Référence : 2008 CF 559

Ottawa, Ontario, le 30 avril 2008

En présence de L'honorable Orville Frenette 

 

ENTRE :

GILLES OUELLETTE

demandeur

et

 

PROCUREUR GÉNÉRAL DU CANADA

défendeur

 

 

MOTIFS DU JUGEMENT ET JUGEMENT

 

[1]                           Il s’agit d’une demande de contrôle judiciaire de la décision de l’administration centrale de Service correctionnel Canada (le SCC), en date du 30 octobre 2006, de refuser le grief V30A00020878 du demandeur.

 

I. Les faits

 

 

[2]                           Le demandeur est détenu à l’établissement La Macaza (l’Établissement) depuis le mois d’avril 2003. Il a déposé un certain nombre de griefs en alléguant qu’il subit du harcèlement de la part d’un employé de l’Établissement, M. Sylvain Blais. La plupart de ses griefs ont été refusés. Un grief a été maintenu en partie, le grief V30A00017399, visant la décision du troisième palier à l’effet que M. Blais « n’a pas géré la situation de manière professionnelle, » mais que ses actions ne représentaient pas « un cas de harcèlement selon la définition de la politique en vigueur ». Un autre grief, concernant le délai d’enregistrement de la dernière plainte, a également été maintenu en partie, en reconnaissant que le délai était trop long, mais était dû à des circonstances incontrôlables.

 

[3]                           Le 25 janvier 2006, le demandeur a déposé le grief en cause au premier palier, soit devant le directeur du pénitencier, à la suite du transfert de son local de travail dans un autre bâtiment, où M. Blais ne travaille pas. Dans ce bâtiment, le demandeur allègue ne pas avoir accès à l’eau courante ou aux toilettes, et à de nombreux départements dont le local récréatif et social du groupe Vie, le gymnase, la bibliothèque, et l’office de rencontre du Groupe Option-Vie. Selon le demandeur, cela crée une ségrégation illicite. Le demandeur a prétendu, dans sa plainte au premier palier, que le transfert de local de travail confirme « les actions de harcèlement de M. Blais à l’égard de M. Ouellette. Pour en venir à son but, [M. Blais] a obtenu l’appui inconditionnel de son épouse la directrice adjointe Mme Bergevin. »

 

[4]                           Le directeur du pénitencier a refusé ce grief en notant que Mme Bergevin, comme sous-directrice de l’Établissement, avait à « prendre toutes les décisions requises inhérentes à ce poste. » À la lumière de la situation de conflit entre le demandeur et M. Blais, la direction de l’Établissement cherchait à trouver « une solution viable avec le moins de répercussions possibles. » Le directeur a noté aussi que le demandeur n’avait pas subi de perte salariale.

Entrées de données
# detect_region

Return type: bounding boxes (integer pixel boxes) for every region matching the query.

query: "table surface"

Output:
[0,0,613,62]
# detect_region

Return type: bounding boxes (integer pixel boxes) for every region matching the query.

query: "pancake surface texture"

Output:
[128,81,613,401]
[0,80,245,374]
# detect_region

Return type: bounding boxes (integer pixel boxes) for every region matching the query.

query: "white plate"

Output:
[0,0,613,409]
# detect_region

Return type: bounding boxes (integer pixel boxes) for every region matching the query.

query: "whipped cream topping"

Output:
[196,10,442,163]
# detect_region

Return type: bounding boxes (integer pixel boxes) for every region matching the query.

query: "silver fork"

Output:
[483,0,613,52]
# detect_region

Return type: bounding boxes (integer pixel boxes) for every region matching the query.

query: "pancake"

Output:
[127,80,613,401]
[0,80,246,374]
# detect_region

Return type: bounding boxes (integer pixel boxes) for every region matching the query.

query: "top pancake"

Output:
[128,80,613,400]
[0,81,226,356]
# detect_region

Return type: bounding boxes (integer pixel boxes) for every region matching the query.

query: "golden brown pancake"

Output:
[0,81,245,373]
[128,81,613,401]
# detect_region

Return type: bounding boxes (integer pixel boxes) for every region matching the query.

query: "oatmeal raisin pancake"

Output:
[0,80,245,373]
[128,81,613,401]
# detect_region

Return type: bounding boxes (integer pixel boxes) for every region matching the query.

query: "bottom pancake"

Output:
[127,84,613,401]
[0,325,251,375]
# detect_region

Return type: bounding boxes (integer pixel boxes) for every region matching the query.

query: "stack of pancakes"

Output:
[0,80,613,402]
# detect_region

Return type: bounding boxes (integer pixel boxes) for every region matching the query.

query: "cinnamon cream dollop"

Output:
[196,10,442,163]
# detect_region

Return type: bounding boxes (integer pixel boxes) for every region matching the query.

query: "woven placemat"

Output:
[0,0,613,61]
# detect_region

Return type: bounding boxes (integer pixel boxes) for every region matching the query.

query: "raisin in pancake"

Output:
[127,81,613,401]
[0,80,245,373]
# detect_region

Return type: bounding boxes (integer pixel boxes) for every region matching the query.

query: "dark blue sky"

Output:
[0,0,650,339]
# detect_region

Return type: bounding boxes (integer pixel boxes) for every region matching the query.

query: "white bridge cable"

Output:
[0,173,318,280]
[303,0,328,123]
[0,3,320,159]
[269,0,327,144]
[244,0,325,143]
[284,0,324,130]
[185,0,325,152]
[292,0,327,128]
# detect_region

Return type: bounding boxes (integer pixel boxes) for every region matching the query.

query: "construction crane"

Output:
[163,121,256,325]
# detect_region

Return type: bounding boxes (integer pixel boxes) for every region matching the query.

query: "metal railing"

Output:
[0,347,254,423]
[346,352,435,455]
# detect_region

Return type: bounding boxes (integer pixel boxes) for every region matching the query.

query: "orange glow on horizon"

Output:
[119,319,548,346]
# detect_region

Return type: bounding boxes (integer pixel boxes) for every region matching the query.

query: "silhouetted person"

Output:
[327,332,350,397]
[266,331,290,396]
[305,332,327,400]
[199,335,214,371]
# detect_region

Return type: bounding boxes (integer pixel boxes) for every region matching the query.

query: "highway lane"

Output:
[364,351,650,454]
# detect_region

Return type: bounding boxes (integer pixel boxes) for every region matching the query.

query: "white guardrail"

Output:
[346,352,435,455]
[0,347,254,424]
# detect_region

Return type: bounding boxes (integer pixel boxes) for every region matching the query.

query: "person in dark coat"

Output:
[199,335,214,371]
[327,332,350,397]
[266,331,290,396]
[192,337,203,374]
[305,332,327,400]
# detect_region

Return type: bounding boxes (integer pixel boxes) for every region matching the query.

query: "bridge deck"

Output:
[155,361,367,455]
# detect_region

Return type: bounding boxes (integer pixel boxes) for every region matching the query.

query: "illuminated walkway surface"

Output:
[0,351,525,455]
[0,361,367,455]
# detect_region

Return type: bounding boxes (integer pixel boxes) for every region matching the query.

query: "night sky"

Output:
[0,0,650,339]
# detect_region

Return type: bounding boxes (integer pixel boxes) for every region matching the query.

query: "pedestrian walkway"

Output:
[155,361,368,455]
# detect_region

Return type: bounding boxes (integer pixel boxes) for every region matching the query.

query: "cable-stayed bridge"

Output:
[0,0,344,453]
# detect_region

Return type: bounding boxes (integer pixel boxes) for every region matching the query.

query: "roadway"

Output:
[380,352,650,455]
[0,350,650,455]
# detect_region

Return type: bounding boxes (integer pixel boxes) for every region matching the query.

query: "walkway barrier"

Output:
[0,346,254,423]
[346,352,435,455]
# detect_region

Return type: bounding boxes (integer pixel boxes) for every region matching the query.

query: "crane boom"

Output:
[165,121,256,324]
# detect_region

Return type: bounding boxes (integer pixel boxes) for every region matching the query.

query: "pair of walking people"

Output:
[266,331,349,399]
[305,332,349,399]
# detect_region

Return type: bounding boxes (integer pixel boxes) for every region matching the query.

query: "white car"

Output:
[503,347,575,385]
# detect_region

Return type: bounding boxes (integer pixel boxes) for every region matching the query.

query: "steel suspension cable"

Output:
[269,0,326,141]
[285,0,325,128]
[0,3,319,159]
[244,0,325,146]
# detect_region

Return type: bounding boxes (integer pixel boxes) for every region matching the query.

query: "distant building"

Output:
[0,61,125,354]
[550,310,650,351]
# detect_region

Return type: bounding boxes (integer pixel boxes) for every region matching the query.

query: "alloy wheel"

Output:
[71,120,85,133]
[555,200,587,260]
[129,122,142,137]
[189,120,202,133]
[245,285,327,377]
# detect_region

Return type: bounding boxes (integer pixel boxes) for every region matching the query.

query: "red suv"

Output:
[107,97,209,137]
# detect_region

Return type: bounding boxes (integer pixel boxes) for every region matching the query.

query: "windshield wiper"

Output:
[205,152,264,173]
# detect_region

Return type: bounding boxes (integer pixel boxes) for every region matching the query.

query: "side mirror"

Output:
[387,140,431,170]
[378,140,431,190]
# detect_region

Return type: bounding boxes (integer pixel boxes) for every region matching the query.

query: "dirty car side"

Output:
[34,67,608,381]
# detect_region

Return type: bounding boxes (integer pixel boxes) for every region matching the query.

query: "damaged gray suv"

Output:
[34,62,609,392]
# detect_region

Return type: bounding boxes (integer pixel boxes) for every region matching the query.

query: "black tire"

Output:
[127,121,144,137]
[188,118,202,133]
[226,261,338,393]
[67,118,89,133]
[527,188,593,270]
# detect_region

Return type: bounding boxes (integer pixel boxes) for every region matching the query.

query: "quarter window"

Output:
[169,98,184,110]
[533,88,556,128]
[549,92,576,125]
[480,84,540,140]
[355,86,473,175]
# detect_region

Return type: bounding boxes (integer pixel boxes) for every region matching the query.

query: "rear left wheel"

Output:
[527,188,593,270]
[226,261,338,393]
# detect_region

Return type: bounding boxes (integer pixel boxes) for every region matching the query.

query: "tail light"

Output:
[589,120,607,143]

Série de tâches -
**1.** Recopiez mot pour mot le passage du jugement qui va de "MOTIFS DU JUGEMENT" à "V30A00020878 du demandeur.".
**2.** D'après le jugement, depuis quand le demandeur est-il détenu à l'établissement La Macaza ?

Corrigés -
**1.**
MOTIFS DU JUGEMENT ET JUGEMENT

 

[1]                           Il s’agit d’une demande de contrôle judiciaire de la décision de l’administration centrale de Service correctionnel Canada (le SCC), en date du 30 octobre 2006, de refuser le grief V30A00020878 du demandeur.

**2.** Depuis le mois d'avril 2003.